Each line below should be reproduced without any alteration.

--- start of PROVIDED RECORDS ---

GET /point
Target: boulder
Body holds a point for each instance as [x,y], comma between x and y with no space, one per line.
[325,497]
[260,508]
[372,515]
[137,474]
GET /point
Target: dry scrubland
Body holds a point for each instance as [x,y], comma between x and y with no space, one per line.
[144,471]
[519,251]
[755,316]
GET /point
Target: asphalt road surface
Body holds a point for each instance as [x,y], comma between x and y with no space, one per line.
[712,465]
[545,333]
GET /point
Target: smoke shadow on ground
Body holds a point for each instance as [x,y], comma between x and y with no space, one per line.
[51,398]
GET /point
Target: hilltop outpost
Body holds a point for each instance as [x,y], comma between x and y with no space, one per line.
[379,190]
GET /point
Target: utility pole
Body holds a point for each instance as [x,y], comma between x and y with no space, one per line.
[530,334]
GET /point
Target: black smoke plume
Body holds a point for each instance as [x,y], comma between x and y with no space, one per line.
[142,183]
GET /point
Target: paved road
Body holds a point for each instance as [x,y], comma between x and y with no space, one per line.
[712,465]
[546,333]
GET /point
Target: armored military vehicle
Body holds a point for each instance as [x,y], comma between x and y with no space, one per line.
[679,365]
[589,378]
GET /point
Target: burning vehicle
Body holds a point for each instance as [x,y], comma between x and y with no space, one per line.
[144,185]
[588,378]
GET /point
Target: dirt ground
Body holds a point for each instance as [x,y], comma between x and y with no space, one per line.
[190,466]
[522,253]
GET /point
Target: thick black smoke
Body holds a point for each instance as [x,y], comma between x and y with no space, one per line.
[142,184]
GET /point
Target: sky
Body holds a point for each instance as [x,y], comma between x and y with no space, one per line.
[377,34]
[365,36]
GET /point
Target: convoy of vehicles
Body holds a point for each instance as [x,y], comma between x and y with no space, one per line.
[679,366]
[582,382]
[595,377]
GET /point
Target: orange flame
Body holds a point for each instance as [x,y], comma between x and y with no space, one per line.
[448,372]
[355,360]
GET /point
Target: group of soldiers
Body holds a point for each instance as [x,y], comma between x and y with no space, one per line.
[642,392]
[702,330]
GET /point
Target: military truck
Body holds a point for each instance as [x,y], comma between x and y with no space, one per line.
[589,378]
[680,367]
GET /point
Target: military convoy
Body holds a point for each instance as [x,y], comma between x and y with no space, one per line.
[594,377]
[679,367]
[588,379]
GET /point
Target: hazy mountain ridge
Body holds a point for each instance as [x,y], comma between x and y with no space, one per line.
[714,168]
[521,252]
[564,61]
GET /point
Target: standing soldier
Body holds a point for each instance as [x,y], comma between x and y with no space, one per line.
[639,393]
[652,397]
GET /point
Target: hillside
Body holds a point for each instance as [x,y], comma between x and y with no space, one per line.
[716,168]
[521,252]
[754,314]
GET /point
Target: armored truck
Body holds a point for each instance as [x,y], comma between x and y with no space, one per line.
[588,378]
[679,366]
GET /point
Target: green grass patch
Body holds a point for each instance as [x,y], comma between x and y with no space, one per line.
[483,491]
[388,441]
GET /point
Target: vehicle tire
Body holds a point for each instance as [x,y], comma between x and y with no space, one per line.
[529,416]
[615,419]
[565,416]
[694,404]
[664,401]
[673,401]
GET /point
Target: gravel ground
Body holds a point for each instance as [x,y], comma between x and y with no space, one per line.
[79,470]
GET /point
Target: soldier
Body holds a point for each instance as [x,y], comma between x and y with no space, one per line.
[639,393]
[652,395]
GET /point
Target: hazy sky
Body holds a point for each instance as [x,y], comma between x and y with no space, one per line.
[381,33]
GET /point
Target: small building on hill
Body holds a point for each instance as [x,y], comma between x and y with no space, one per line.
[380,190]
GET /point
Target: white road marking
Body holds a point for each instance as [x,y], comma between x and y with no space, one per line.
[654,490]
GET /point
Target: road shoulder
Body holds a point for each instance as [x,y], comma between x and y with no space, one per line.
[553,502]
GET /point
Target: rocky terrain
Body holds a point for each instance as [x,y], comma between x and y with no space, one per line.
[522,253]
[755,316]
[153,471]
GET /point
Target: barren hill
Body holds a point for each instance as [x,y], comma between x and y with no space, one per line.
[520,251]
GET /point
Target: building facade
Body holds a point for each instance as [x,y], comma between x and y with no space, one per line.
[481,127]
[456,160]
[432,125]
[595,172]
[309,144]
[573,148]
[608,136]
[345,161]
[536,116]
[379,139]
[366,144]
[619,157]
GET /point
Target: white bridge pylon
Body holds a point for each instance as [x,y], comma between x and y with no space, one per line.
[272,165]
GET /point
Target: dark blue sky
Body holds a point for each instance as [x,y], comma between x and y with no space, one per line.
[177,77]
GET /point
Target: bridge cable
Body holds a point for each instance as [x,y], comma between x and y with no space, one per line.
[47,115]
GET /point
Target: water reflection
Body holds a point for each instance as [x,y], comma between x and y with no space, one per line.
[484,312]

--- end of PROVIDED RECORDS ---

→ REPLY TO THE TASK
GET /point
Target: boulder
Body holds a point for each instance as [x,y], comma between x and y with no space, one per line.
[325,497]
[260,508]
[372,515]
[137,474]
GET /point
Target: dry scrubland
Body holds a point for each instance as [x,y], comma between x and y with no space, one per line.
[144,471]
[519,251]
[755,316]
GET /point
Target: asphalt road surface
Body holds a point for each instance as [x,y], comma between x and y with no space, one per line.
[712,465]
[545,333]
GET /point
Target: smoke shadow on ground
Body holds a point for each instance as [x,y], comma between x and y with no space, one per line.
[51,398]
GET /point
Target: hilltop outpost
Body holds a point for each instance as [x,y], comma between x and y with no space, one per line.
[379,190]
GET /point
Target: utility pole
Body holds a point for each instance as [x,y], comma between x and y with no space, one per line.
[530,334]
GET /point
Target: black smoke plume
Body holds a point for each instance as [x,y], comma between x and y with no space, one per line.
[142,183]
GET /point
Target: paved road
Body holds a point for each instance as [x,y], comma between x and y with no space, one per line.
[712,465]
[546,333]
GET /point
Target: armored military vehicle
Body holds a point for each instance as [x,y], comma between x and y with no space, one per line.
[679,365]
[589,378]
GET /point
Target: burning vehicle
Body holds a point for each instance as [x,y], comma between x and y with no space, one per line.
[144,185]
[588,378]
GET /point
Target: dirt ground
Body holds a point for each instance as [x,y], comma between x and y with no space, one per line.
[190,466]
[522,253]
GET /point
Target: thick black smoke
Body holds a point for each instance as [x,y], comma between x and y with no space, one per line.
[142,184]
GET /point
Target: sky
Body holds a point for each instance as [x,y], comma between x and y with no space, one per line.
[377,34]
[365,36]
GET /point
Target: convoy of vehicles
Body holds a point for each instance as [x,y], comma between x and y with no space, one per line.
[679,366]
[582,382]
[595,377]
GET /point
Target: orange flame
Body holds a point for each instance as [x,y], comma between x and y with no space, one per line.
[448,372]
[355,360]
GET /point
Target: group of soldiers
Body holds a point for each instance as [x,y], comma between x and y with no space, one per line.
[642,392]
[702,330]
GET /point
Target: military truck
Body holds a point for each instance as [x,y], comma between x and y with no space, one per line.
[589,378]
[680,367]
GET /point
Target: military convoy
Body holds a point for each instance as [x,y], comma between x and y with no space, one per line.
[594,377]
[679,367]
[588,379]
GET /point
Target: hazy mountain ridge
Body holds a point for each instance as [x,y], comma between x and y with no space, one per line.
[714,168]
[521,252]
[564,61]
GET /point
Target: standing soldier
Body holds a point for each instance as [x,y], comma between x and y with no space, one per line.
[639,393]
[652,397]
GET /point
Target: hillside
Body holds a point for each instance as [x,y], comma between x and y with no space, one per line.
[716,168]
[521,252]
[754,314]
GET /point
Target: armored truck
Body holds a point for each instance as [x,y], comma between x and y with no space, one per line.
[588,378]
[679,366]
GET /point
Target: green grass patch
Body holds a point for each instance as [x,y], comma between x and y with no space, one per line.
[483,491]
[388,441]
GET /point
Target: vehicle tire
Body holds a point for each instance as [x,y], comma between x and y with no space, one per line.
[529,416]
[615,419]
[565,416]
[694,404]
[664,401]
[673,401]
GET /point
Target: gravel ground
Body holds a point for each instance as [x,y], comma between x and y with no space, one per line.
[79,470]
GET /point
Target: soldier
Body holds a point for each instance as [x,y], comma between x and y with no space, one per line.
[639,393]
[652,395]
GET /point
Target: hazy sky
Body holds a point for each instance as [x,y], comma between x and y with no space, one per line.
[381,33]
GET /point
Target: small building on hill
Body holds a point for each instance as [x,y], comma between x and y with no space, one per line.
[380,190]
GET /point
Target: white road marking
Body holds a point for each instance as [x,y], comma between x and y with no space, one per line.
[654,490]
GET /point
Target: road shoulder
Body holds a point for each instance as [x,y], comma between x and y with no space, one per line.
[553,502]
GET /point
Target: rocky terrain
Body holds a point for each instance as [x,y], comma between x and y with no space, one per line.
[522,253]
[755,316]
[153,471]
GET /point
Target: barren hill
Body holds a point for each instance as [x,y], comma between x and y with no space, one per line.
[520,251]
GET /point
Target: building facade
Body holds a point for each instance as [x,y], comma between x and y with no space, one per line.
[481,127]
[456,160]
[432,125]
[595,172]
[309,144]
[573,148]
[608,136]
[345,161]
[536,116]
[379,139]
[366,144]
[619,157]
GET /point
Target: white bridge pylon
Body holds a point for each instance as [x,y], comma between x and y with no space, one per line.
[272,165]
GET /point
Target: dark blue sky
Body holds a point for each instance as [x,y], comma between x and y with no space, one per line.
[177,77]
GET /point
Target: bridge cable
Body holds a point for each instance as [x,y], comma between x and y with no space, one per line.
[47,115]
GET /point
Target: water reflection
Body holds a point for each instance as [x,y], comma between x and y with no space, one per line.
[484,312]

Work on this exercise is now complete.